Dataset entries
-- START --
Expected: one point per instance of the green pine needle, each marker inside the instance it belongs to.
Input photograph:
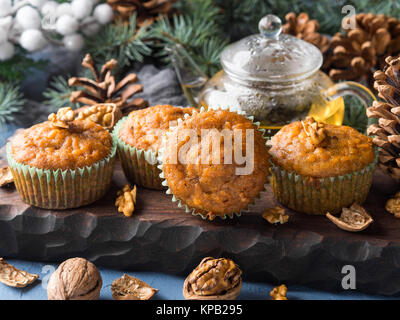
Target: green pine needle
(121, 42)
(196, 30)
(11, 102)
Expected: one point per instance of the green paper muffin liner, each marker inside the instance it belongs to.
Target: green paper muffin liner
(194, 211)
(318, 196)
(62, 189)
(140, 166)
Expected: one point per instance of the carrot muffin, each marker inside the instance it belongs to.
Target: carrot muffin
(62, 166)
(320, 168)
(139, 136)
(209, 168)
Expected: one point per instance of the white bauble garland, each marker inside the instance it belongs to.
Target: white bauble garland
(66, 25)
(74, 42)
(5, 8)
(81, 8)
(63, 9)
(33, 24)
(3, 36)
(28, 18)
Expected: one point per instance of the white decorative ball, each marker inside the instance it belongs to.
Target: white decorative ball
(32, 40)
(66, 25)
(5, 23)
(81, 8)
(103, 13)
(5, 8)
(73, 42)
(37, 3)
(6, 51)
(64, 8)
(28, 18)
(92, 29)
(3, 35)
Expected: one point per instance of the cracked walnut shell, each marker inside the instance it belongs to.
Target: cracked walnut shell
(75, 279)
(279, 293)
(105, 114)
(275, 215)
(213, 279)
(13, 277)
(393, 205)
(131, 288)
(353, 219)
(126, 200)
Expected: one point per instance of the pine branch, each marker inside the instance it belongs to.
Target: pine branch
(58, 93)
(121, 42)
(196, 30)
(11, 102)
(355, 115)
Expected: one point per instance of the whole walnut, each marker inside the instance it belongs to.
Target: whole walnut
(75, 279)
(213, 279)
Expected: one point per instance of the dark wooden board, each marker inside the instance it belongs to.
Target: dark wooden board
(309, 250)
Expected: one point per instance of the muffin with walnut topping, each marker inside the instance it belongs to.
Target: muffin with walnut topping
(319, 168)
(62, 164)
(215, 163)
(139, 137)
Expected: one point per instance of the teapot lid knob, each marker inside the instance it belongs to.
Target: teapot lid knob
(270, 26)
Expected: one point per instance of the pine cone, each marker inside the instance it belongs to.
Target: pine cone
(387, 132)
(147, 10)
(304, 28)
(357, 53)
(104, 89)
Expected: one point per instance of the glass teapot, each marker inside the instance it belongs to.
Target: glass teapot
(272, 76)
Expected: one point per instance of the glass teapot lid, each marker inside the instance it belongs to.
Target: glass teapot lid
(271, 56)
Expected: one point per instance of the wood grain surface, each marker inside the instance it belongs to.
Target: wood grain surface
(308, 250)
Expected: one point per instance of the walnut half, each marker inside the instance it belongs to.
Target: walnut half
(62, 119)
(104, 114)
(131, 288)
(13, 277)
(213, 279)
(393, 205)
(275, 215)
(353, 219)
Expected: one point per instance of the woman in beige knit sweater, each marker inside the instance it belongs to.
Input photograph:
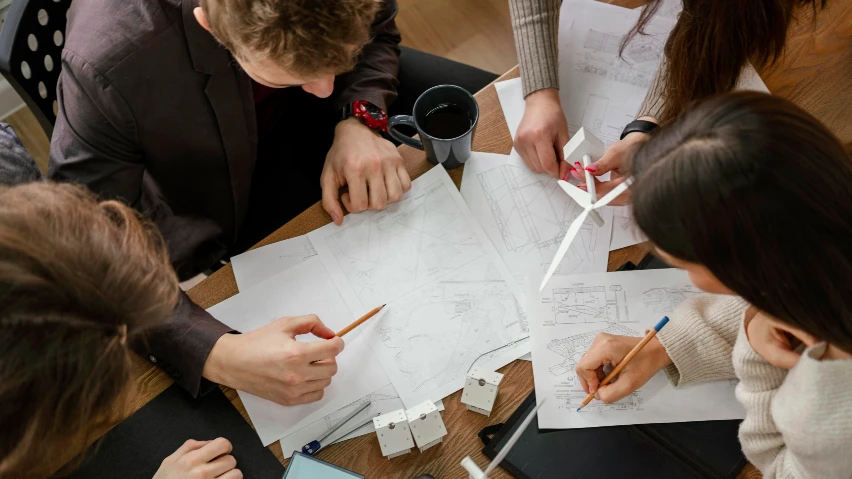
-- END --
» What is required
Please reproduce all of the records above word for word, leaving out the pictures.

» The reply
Expected: one point per instance of the green pine needle, each marker inside the instance it belongs to.
Input photograph:
Target: green pine needle
(121, 42)
(196, 30)
(11, 102)
Expected: one point per instance of the green paper muffin liner, each marker inside the instance it belongs to.
Target: green paper muffin liner
(194, 211)
(318, 196)
(62, 189)
(140, 166)
Expected: one point per instance of the carrot muffin, each marker inside the instance it belongs to.
Target: carrot muffin
(62, 166)
(320, 168)
(139, 136)
(209, 168)
Expected: one point per instance of the white bauble garland, each marker inside the instance it belongs to.
Target: white bauble garland
(66, 25)
(74, 42)
(5, 8)
(81, 8)
(63, 9)
(33, 24)
(3, 36)
(28, 18)
Expected: one point per instance of the white decorative ball, each marker inside the instance it belongs to.
Target: white decorative ball
(32, 40)
(66, 25)
(5, 23)
(81, 8)
(103, 13)
(5, 8)
(73, 42)
(37, 3)
(6, 51)
(64, 8)
(28, 18)
(92, 29)
(3, 35)
Expected: one point per instance of the cracked walnut shell, each marker inside the instance it belongs to.
Target: cracked walnut shell
(75, 279)
(279, 293)
(105, 114)
(275, 215)
(213, 279)
(13, 277)
(393, 205)
(131, 288)
(353, 219)
(126, 200)
Expected: one point per instance of the pine branch, each marker inside the instance it belongs to.
Target: pine branch
(58, 93)
(121, 42)
(196, 30)
(11, 102)
(355, 115)
Expected: one point per instance of the whole walnut, each marker inside the instance it belongs to.
Target: whole walnut
(75, 279)
(213, 279)
Expected: one point per instance of the dark wooden board, each marker inside the instance it belongs to.
Target: dark wooden board
(309, 250)
Expected: one point per instance of the muffin with walnut topping, each marker inside the instance it belongs to.
Target: muffin with walnut topping
(319, 168)
(62, 164)
(215, 163)
(139, 137)
Expected: one point per instance of the teapot lid knob, each marker inside the instance it belongs to.
Target: teapot lid knob
(270, 26)
Expected: one point per instance of the pine cone, each marker inside the instance it belongs to.
Target: pine cone
(387, 132)
(147, 10)
(304, 28)
(357, 53)
(104, 89)
Expected: one point per instance of the glass teapot, each marker inside the instance it belongs to.
Target: glass teapot
(272, 76)
Expected: one point per instance of the glass teapot lid, each marker inside the instance it belongs to.
Target: glass teapot lid
(271, 56)
Expected: one point per instance of the wood grain surface, each marker inside the instance it belongs to.
Target: wood grain surface
(308, 250)
Expected: one point per instance of the walnut half, each marker inside the instance it belongs to.
Target: walnut half
(62, 119)
(104, 114)
(131, 288)
(13, 277)
(213, 279)
(393, 205)
(275, 215)
(353, 219)
Expected: one point per instance of the woman in beige knit sweater, each marker inside the instance it belongs to.
Input photograph:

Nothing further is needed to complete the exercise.